--- Requirement ---
Print every line of the items below with no changes.

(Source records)
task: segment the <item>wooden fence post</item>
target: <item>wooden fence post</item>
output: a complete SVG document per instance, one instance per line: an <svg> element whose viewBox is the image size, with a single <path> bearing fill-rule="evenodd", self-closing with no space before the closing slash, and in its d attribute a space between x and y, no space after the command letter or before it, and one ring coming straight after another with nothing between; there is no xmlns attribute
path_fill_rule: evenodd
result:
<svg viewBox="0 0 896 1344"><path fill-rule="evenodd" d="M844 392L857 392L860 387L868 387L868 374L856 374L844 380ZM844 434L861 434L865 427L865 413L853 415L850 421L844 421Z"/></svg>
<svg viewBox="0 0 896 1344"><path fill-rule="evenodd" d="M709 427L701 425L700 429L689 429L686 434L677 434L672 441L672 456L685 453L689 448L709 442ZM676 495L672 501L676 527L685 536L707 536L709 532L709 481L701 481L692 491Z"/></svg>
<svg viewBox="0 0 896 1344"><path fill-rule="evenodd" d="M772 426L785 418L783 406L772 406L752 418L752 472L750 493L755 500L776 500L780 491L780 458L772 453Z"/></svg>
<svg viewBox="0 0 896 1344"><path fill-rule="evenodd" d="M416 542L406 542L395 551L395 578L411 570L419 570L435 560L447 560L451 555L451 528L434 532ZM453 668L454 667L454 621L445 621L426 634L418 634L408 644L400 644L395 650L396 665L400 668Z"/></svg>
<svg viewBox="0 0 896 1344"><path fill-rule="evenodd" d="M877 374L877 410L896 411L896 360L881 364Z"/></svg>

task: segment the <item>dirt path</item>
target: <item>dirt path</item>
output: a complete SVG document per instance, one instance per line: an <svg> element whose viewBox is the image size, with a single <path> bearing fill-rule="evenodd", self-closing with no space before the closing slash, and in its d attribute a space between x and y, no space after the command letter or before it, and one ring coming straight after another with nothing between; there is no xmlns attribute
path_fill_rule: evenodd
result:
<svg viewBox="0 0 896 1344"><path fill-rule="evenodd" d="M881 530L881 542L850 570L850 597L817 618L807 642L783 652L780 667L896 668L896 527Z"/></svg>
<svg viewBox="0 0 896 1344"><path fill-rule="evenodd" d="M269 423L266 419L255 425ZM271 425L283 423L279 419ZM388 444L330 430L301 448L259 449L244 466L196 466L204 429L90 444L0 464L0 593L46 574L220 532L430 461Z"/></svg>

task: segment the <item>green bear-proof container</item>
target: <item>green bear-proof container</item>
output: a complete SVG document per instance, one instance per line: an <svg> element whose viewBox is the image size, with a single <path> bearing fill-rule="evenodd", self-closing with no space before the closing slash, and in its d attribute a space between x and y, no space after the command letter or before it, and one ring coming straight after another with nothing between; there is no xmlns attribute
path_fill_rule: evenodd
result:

--- Correct response ---
task: segment the <item>wooden fence post</item>
target: <item>wooden fence post</item>
output: a complete SVG document per instance, one instance per line: an <svg> element whose viewBox is the image size, with a single <path> bearing fill-rule="evenodd", self-closing with no space before the closing slash, and in its d attribute a space between x and y, no space after the command letter or before it, and one ring coming straight after another with nothing between; there is no xmlns attribute
path_fill_rule: evenodd
result:
<svg viewBox="0 0 896 1344"><path fill-rule="evenodd" d="M844 392L857 392L860 387L868 387L868 374L856 374L844 380ZM844 434L861 434L865 427L865 413L853 415L850 421L844 421Z"/></svg>
<svg viewBox="0 0 896 1344"><path fill-rule="evenodd" d="M709 427L701 425L700 429L689 429L686 434L677 434L672 441L672 456L685 453L689 448L709 442ZM676 495L672 501L676 527L685 536L707 536L709 532L709 481L701 481L692 491Z"/></svg>
<svg viewBox="0 0 896 1344"><path fill-rule="evenodd" d="M772 426L785 418L783 406L772 406L752 418L752 472L750 493L755 500L776 500L780 491L780 458L772 453Z"/></svg>
<svg viewBox="0 0 896 1344"><path fill-rule="evenodd" d="M416 542L406 542L395 551L395 578L411 570L419 570L435 560L447 560L451 555L451 528L434 532ZM453 668L454 667L454 621L445 621L426 634L418 634L408 644L400 644L395 650L396 665L400 668Z"/></svg>
<svg viewBox="0 0 896 1344"><path fill-rule="evenodd" d="M877 374L877 410L896 411L896 360L881 364Z"/></svg>

task: segment the <item>dirt path</item>
target: <item>dirt path</item>
output: a complete SVG document per instance, one instance per line: an <svg> element whose viewBox is the image size, with a single <path> bearing fill-rule="evenodd", self-closing with no space before the closing slash, and in its d attribute a space between x and y, no space after the command letter or before it, and one ring coming straight after another with nothing between; there is no xmlns attribute
path_fill_rule: evenodd
result:
<svg viewBox="0 0 896 1344"><path fill-rule="evenodd" d="M881 530L881 542L850 570L850 597L817 618L807 642L783 652L780 667L896 668L896 527Z"/></svg>
<svg viewBox="0 0 896 1344"><path fill-rule="evenodd" d="M269 423L266 419L255 425ZM271 425L283 423L279 419ZM388 444L330 430L301 448L259 449L244 466L196 466L204 429L90 444L0 464L0 593L46 574L220 532L430 461Z"/></svg>

task: segment the <item>green bear-proof container</item>
target: <item>green bear-proof container</item>
output: a complete SVG document per instance, one instance per line: an <svg> element whose viewBox is the image size, with a single <path> bearing fill-rule="evenodd", self-closing with no space before the closing slash, and in its d attribute a space between x and y, no space after the command letter or before it, and one ring coming straight after another with nothing between; there is no xmlns attribute
path_fill_rule: evenodd
result:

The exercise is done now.